DIRECTIONS FOR THIS TASK:
Take the stretch of the records from the line containing "upper drawer in the photograph above." through the line containing "(1307, 681)", switch every "fire truck" to "fire engine", and write out only those lines again with nothing else altered.

++++ INFORMATION SHOWN

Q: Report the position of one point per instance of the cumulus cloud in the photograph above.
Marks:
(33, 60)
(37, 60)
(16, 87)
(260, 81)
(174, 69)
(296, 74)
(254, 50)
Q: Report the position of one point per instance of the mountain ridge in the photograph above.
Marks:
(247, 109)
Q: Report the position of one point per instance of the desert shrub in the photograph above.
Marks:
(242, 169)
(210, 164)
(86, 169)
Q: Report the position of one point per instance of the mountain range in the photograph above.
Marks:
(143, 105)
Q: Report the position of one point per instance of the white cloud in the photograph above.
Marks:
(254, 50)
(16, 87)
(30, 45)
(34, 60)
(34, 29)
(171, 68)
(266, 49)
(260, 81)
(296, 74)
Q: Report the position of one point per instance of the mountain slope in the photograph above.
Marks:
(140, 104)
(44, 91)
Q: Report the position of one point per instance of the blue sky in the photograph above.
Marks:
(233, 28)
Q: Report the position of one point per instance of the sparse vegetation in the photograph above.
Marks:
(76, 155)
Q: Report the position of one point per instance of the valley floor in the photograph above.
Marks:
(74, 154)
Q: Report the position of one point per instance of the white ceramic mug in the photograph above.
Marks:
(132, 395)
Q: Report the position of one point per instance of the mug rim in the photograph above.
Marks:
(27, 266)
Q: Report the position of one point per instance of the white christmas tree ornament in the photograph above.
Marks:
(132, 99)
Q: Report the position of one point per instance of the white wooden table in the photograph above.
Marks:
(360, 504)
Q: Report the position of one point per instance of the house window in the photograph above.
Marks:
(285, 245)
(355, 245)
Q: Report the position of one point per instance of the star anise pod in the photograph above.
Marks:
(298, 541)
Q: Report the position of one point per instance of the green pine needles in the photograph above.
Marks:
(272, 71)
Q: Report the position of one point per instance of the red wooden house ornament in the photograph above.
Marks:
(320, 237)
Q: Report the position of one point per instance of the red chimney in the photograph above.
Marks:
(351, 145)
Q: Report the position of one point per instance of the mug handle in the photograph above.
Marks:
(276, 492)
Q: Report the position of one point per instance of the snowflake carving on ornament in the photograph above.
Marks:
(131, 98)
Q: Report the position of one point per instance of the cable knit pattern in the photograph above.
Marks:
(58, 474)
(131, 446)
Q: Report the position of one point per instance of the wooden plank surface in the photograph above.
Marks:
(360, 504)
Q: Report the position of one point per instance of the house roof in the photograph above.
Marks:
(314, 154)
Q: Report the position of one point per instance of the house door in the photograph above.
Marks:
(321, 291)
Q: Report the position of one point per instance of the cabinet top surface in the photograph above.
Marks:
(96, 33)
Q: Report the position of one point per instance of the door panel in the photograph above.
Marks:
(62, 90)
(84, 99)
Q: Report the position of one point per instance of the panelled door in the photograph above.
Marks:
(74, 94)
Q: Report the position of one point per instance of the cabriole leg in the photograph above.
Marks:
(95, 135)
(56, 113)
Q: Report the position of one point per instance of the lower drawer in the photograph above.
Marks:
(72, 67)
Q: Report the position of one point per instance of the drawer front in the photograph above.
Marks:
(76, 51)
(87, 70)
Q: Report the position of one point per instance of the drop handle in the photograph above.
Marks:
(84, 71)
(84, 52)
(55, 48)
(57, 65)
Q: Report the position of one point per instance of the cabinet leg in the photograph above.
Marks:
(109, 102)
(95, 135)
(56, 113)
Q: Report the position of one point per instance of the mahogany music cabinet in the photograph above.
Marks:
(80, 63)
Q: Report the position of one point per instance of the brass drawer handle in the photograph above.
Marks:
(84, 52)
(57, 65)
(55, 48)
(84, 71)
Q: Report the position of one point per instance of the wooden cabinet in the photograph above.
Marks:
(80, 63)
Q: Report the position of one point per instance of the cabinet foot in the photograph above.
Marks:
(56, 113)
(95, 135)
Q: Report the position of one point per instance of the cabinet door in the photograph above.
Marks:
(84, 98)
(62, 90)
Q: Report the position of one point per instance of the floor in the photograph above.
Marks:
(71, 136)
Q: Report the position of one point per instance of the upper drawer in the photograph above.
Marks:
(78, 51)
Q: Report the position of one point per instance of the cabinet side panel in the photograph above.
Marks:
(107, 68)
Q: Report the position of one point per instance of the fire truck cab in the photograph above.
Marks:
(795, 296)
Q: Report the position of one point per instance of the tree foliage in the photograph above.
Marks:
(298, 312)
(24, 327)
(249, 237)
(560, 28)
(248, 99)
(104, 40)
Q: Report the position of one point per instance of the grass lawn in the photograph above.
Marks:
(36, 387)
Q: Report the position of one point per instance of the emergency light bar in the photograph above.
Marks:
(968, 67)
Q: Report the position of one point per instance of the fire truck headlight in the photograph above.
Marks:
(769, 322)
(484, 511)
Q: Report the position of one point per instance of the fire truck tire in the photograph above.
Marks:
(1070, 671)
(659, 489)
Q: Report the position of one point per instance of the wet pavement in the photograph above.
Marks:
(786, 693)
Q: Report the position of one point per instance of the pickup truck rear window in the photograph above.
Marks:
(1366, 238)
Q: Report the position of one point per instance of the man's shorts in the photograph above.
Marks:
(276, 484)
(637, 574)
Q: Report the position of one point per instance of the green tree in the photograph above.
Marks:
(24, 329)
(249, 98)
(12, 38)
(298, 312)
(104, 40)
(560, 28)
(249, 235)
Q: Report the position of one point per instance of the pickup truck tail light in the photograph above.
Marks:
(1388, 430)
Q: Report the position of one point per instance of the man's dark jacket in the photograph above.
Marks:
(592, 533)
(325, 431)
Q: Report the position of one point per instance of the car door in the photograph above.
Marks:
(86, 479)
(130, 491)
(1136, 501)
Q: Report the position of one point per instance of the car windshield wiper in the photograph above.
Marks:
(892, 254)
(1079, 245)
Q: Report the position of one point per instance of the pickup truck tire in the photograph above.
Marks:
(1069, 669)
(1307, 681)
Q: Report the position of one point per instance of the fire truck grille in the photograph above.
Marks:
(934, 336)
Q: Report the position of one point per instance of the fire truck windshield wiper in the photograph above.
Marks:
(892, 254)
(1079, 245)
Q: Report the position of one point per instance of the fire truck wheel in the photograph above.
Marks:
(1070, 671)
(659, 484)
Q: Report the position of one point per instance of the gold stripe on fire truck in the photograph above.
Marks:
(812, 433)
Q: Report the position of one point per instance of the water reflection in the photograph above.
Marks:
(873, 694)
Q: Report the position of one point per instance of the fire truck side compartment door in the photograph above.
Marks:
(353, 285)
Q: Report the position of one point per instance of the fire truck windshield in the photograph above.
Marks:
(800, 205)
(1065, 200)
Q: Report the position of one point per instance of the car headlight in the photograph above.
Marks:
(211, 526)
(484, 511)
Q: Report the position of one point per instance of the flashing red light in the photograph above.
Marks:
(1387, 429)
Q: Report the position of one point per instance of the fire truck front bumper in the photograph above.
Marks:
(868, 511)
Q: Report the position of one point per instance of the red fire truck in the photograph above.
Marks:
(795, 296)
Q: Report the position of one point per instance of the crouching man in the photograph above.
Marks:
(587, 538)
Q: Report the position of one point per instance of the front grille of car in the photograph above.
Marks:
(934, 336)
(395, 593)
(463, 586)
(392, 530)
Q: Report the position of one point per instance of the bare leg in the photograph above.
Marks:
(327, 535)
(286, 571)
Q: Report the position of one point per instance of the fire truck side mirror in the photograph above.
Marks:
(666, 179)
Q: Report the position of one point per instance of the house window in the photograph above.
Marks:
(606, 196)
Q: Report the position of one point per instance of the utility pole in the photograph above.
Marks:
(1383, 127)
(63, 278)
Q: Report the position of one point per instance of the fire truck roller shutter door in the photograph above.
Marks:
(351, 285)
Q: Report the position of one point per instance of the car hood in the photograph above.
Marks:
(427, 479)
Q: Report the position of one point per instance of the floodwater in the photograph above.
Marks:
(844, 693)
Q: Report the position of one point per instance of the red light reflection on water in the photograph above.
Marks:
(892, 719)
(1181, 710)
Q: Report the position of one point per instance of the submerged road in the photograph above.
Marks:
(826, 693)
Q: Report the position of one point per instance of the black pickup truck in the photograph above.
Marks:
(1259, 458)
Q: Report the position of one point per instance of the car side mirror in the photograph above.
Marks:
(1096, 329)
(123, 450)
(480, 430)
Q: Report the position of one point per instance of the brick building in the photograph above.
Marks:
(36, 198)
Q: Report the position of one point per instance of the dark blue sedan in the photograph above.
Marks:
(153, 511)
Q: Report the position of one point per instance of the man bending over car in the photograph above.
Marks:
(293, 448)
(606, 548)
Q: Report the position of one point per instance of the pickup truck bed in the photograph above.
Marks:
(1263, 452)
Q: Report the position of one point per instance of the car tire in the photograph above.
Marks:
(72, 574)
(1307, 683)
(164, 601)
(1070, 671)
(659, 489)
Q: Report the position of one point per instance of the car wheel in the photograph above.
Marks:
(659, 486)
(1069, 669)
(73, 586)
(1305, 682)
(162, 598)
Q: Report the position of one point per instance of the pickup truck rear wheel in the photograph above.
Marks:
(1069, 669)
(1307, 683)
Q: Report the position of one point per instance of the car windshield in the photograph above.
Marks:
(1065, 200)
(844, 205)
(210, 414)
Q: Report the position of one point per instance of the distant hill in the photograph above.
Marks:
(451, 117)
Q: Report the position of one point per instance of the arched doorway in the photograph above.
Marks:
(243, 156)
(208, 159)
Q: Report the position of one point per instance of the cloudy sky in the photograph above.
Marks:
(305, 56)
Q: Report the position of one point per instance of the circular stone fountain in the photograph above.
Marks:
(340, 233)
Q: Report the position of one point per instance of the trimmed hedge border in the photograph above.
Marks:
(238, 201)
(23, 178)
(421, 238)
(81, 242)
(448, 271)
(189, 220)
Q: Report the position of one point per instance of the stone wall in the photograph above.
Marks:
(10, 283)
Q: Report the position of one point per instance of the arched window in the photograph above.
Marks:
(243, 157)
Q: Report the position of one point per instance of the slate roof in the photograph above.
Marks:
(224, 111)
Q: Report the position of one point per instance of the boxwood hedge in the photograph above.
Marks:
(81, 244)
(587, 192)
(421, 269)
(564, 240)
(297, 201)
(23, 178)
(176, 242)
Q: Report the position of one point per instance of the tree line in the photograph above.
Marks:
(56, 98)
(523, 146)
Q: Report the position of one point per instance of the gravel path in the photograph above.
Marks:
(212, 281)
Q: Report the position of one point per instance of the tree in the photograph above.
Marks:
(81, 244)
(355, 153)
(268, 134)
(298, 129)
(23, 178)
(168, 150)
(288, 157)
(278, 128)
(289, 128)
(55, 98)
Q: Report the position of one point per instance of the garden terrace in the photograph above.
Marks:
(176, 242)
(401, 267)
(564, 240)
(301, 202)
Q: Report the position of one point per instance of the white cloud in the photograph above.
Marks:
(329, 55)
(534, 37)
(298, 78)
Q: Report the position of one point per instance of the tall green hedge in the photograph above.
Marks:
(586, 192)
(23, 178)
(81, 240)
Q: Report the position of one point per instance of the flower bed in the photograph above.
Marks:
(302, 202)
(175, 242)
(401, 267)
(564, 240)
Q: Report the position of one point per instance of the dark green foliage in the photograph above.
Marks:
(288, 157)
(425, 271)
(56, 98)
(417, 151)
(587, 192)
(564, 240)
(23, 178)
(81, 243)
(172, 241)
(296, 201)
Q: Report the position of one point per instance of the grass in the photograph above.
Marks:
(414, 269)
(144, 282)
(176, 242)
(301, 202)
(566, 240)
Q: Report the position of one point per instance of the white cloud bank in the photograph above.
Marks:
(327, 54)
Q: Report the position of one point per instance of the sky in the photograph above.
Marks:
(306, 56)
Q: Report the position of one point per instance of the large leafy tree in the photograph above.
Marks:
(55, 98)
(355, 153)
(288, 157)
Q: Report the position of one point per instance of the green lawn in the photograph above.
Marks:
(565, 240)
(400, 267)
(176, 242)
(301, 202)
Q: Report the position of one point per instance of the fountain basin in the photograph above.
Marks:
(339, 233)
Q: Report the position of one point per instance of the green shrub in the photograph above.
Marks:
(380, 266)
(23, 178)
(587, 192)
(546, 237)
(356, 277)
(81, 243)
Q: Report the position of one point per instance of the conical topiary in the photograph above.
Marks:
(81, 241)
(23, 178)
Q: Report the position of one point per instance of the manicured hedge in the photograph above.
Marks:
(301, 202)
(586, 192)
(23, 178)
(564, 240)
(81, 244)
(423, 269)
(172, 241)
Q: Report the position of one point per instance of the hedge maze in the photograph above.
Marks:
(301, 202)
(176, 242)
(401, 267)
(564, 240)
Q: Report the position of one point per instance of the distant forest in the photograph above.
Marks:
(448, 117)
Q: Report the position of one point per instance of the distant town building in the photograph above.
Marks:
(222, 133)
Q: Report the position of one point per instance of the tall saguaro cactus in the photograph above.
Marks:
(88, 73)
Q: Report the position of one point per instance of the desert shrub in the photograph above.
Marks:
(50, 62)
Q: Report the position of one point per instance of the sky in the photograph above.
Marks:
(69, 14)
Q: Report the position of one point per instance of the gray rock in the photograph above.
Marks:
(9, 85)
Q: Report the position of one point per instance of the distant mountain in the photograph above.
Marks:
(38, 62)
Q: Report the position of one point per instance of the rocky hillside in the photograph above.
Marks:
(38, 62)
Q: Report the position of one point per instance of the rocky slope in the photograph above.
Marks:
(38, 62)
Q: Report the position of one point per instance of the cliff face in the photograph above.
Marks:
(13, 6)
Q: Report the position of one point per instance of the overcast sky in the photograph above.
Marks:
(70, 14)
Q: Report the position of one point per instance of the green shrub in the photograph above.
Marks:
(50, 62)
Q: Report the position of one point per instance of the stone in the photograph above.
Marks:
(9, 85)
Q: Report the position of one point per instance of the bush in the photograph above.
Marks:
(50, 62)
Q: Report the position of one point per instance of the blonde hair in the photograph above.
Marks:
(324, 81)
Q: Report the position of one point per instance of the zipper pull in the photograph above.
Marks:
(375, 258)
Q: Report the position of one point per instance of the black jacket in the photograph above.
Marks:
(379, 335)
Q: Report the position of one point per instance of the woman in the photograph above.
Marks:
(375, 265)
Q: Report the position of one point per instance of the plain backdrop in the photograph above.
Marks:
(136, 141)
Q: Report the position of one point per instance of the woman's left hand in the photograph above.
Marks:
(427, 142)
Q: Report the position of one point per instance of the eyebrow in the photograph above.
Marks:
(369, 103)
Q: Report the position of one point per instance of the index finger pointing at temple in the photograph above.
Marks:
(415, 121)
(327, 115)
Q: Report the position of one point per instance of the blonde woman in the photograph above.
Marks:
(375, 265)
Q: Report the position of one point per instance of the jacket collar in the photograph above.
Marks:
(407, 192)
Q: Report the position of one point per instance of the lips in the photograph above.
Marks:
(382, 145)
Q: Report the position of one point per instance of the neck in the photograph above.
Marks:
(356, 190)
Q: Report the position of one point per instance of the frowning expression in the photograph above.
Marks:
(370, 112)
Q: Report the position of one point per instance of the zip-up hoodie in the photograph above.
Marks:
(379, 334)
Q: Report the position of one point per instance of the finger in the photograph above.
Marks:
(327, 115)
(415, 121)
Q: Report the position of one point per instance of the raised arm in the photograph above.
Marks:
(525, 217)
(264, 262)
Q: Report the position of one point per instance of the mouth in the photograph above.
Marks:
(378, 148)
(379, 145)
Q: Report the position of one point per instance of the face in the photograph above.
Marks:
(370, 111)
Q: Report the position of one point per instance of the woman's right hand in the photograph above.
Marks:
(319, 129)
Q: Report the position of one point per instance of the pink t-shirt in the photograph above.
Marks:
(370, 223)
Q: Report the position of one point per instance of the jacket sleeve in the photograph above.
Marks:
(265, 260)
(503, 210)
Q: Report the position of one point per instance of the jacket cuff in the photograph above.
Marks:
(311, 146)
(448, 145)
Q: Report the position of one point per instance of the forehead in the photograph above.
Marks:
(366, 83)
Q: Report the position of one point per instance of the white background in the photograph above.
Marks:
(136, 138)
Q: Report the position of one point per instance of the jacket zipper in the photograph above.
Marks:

++++++++

OUTPUT:
Q: Report the position of one point per instance of the upper drawer in the photograph above.
Marks:
(78, 51)
Q: Report the position of one point per instance of the cabinet side panel in the photograph above.
Marks:
(107, 68)
Q: Report the position of one point per instance of the fire engine cab in the photograph above.
Marks:
(795, 296)
Q: Report the position of one point per instance of the tree foliage in the photograph above.
Marks:
(298, 312)
(24, 327)
(249, 237)
(560, 28)
(248, 99)
(104, 40)
Q: Report the position of one point per instance of the grass lawn in the photograph above.
Marks:
(36, 387)
Q: Report the position of one point per instance of the emergency light bar in the photograph above.
Marks:
(968, 67)
Q: Report the position of one point per instance of the fire engine headlight in the photograph above.
Marks:
(769, 322)
(484, 511)
Q: Report the position of one point per instance of the fire engine tire in the photograph above.
Marks:
(1070, 671)
(659, 489)
Q: Report the position of one point per instance of the wet pavement in the photograph above.
Marks:
(786, 693)
Q: Report the position of one point per instance of the pickup truck rear window in the photograph above.
Marks:
(1366, 238)
Q: Report the position of one point per instance of the man's shorts in the photograph above.
Marks:
(276, 484)
(637, 574)
Q: Report the position of one point per instance of the green tree in the photograph above.
Marks:
(24, 329)
(249, 98)
(12, 38)
(298, 312)
(104, 40)
(560, 28)
(249, 235)
Q: Report the position of one point per instance of the pickup truck tail light in the photograph above.
Marks:
(1388, 430)
Q: Report the position of one point per instance of the man's dark jacket in the photograph above.
Marks:
(592, 533)
(325, 431)
Q: Report the position of one point per instance of the car door in the photograph above.
Marks:
(86, 479)
(130, 491)
(1136, 501)
Q: Report the position of one point per instance of the car windshield wiper in the photograph above.
Marks:
(892, 254)
(1079, 245)
Q: Report the position of one point per instance of the pickup truck tire in the photograph above.
Marks:
(1069, 669)
(1307, 681)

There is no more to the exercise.